What you should do
Output the entire listing that follows verbatim.

Extracted entries
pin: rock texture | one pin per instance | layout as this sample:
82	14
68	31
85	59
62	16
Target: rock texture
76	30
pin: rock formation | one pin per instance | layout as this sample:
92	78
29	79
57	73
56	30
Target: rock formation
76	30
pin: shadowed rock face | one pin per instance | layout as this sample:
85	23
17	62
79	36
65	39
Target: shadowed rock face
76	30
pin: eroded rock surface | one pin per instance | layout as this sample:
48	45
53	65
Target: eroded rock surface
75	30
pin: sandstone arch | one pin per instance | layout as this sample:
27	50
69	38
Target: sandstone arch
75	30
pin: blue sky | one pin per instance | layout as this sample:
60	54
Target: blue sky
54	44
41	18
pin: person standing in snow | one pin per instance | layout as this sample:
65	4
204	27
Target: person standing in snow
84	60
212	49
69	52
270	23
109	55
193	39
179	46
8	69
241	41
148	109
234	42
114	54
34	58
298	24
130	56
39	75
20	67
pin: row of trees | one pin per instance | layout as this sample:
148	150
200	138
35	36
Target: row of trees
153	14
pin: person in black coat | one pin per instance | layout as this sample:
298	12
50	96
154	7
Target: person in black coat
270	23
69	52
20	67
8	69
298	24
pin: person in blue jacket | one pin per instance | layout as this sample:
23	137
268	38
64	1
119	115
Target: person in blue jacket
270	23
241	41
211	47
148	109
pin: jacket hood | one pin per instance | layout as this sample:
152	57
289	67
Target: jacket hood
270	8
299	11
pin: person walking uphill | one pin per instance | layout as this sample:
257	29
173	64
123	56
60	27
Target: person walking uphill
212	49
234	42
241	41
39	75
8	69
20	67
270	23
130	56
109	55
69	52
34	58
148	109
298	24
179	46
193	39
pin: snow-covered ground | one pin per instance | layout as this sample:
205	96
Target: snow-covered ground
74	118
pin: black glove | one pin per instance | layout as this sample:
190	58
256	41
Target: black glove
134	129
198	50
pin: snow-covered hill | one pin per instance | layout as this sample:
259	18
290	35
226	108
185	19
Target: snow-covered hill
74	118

Result of this task
pin: rock texture | one pin per instance | layout as this sample:
82	14
68	31
85	59
62	16
Target: rock texture
76	30
pin: rock formation | one pin per instance | layout as this sample:
92	78
29	79
57	73
56	30
Target: rock formation
76	30
pin: shadowed rock face | one pin per instance | layout as this sample:
85	23
17	62
79	36
65	39
Target: shadowed rock face
76	30
pin: eroded rock surface | one pin per instance | layout as this sample:
48	45
53	65
Target: eroded rock surface
75	30
pin: sandstone arch | one pin per instance | layout as this sample:
27	50
69	38
Target: sandstone arch
75	30
pin: blue sky | one pin per instance | layout as this sample:
60	54
Target: blue sky
54	44
41	18
pin: person standing in snow | one pin per instance | layout as this sample:
65	4
204	27
Target: person standing in snow
84	60
212	49
69	52
270	23
109	55
193	39
179	46
8	69
241	41
148	109
234	42
114	54
34	58
298	24
130	56
39	75
20	67
pin: row of trees | one pin per instance | layout as this sample:
148	150
200	138
35	36
Target: row of trees
153	14
pin: person in black coat | one pin per instance | layout as this sample:
298	12
50	96
154	7
Target: person in black coat
270	23
69	52
20	67
8	69
298	24
pin: person in blue jacket | one pin per instance | layout as this sample:
23	137
268	38
64	1
119	115
Target: person in blue jacket
270	23
241	41
211	47
148	109
pin: jacket hood | one pin per instance | layout as this sample:
152	57
289	67
Target: jacket hood
270	8
299	11
pin: person walking uphill | one pin per instance | layout as this sample:
257	29
173	64
123	56
60	27
Target: person walking uphill
212	49
234	42
241	41
39	75
8	69
20	67
270	23
130	56
109	55
69	52
34	58
148	109
298	24
179	46
193	39
pin: snow-covered ground | one pin per instance | layout as this sample:
205	96
Target: snow-covered ground
74	118
pin: black glove | one pin per instance | layout as this sample:
190	58
256	41
Target: black glove
134	129
198	50
pin: snow-covered hill | one pin per instance | layout as this sample:
259	18
290	35
226	108
185	19
Target: snow-covered hill
74	118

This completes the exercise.